*Exercise*. Report back every line below that carries the word "wooden".

*Materials provided*.
○ ○ ○ ○ ○ ○ ○

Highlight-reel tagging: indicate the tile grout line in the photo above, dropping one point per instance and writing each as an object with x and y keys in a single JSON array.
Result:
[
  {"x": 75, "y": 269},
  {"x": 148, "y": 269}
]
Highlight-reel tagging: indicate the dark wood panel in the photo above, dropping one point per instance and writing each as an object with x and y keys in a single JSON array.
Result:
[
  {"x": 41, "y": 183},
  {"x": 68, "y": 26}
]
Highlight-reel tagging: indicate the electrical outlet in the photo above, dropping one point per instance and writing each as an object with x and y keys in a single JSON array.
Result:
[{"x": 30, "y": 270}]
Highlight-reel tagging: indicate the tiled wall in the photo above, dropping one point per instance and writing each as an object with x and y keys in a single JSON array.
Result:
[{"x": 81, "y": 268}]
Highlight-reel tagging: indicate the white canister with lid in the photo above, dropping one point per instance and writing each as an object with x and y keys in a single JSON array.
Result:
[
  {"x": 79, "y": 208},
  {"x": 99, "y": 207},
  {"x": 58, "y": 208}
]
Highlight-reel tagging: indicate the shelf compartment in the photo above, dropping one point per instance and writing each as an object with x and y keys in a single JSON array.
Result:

○ ○ ○ ○ ○ ○ ○

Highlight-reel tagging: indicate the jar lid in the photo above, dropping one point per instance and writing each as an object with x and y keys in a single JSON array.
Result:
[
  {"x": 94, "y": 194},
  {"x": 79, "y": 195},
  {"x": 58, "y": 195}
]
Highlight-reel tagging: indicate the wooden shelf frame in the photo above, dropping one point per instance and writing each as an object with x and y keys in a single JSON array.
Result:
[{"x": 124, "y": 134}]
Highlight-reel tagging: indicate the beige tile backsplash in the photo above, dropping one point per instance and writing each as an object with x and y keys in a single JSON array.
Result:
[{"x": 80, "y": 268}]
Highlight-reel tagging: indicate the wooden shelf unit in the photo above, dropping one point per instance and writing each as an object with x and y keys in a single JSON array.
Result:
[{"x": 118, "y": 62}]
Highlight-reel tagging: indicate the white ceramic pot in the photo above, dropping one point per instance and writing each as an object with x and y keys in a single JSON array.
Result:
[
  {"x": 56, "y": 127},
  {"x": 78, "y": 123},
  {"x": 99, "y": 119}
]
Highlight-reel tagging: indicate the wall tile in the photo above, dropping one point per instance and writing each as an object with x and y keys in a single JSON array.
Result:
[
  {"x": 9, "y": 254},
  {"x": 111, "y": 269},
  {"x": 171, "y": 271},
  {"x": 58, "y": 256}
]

○ ○ ○ ○ ○ ○ ○

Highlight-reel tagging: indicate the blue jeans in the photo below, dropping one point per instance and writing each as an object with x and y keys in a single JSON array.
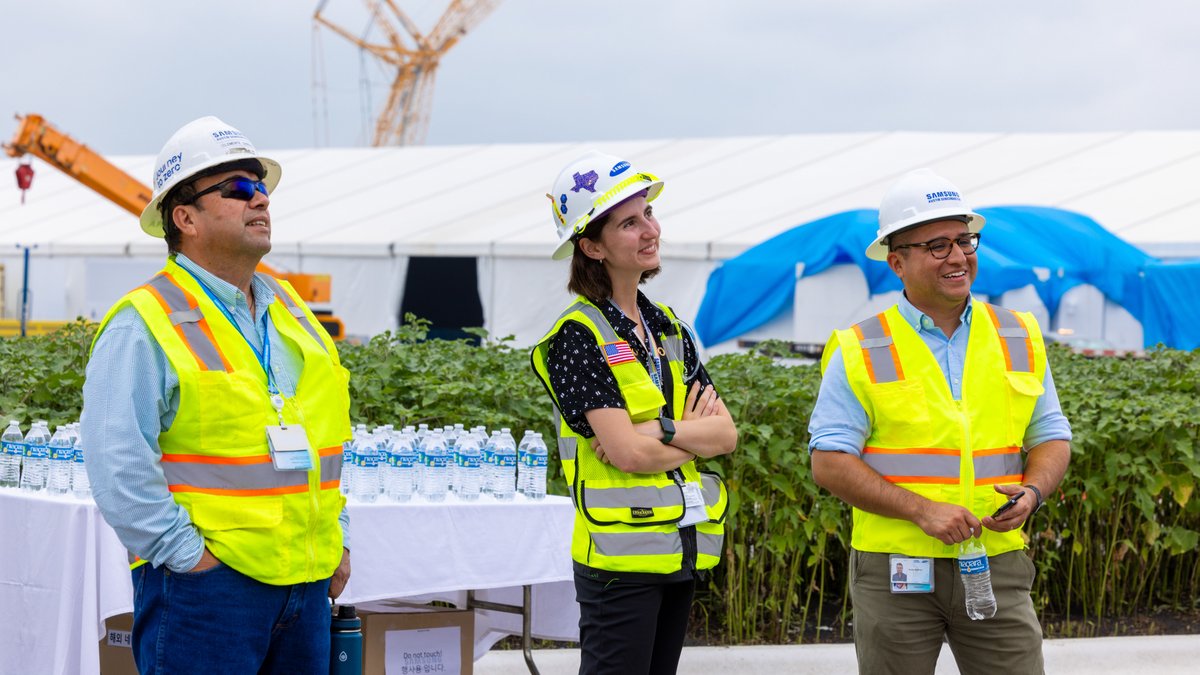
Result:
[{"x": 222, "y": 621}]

○ ○ ○ ○ ○ ○ ○

*Exercise response*.
Highlight-reel tagging: indicate the wooden shelf frame in the photo above, dropping one point per instance and writing each as an object with x and y keys in a single JSON array.
Highlight-reel tagging: indicate the wooden shelf unit in the photo above, dropping one point per instance and writing each as an object with x and y keys in a single JSON array.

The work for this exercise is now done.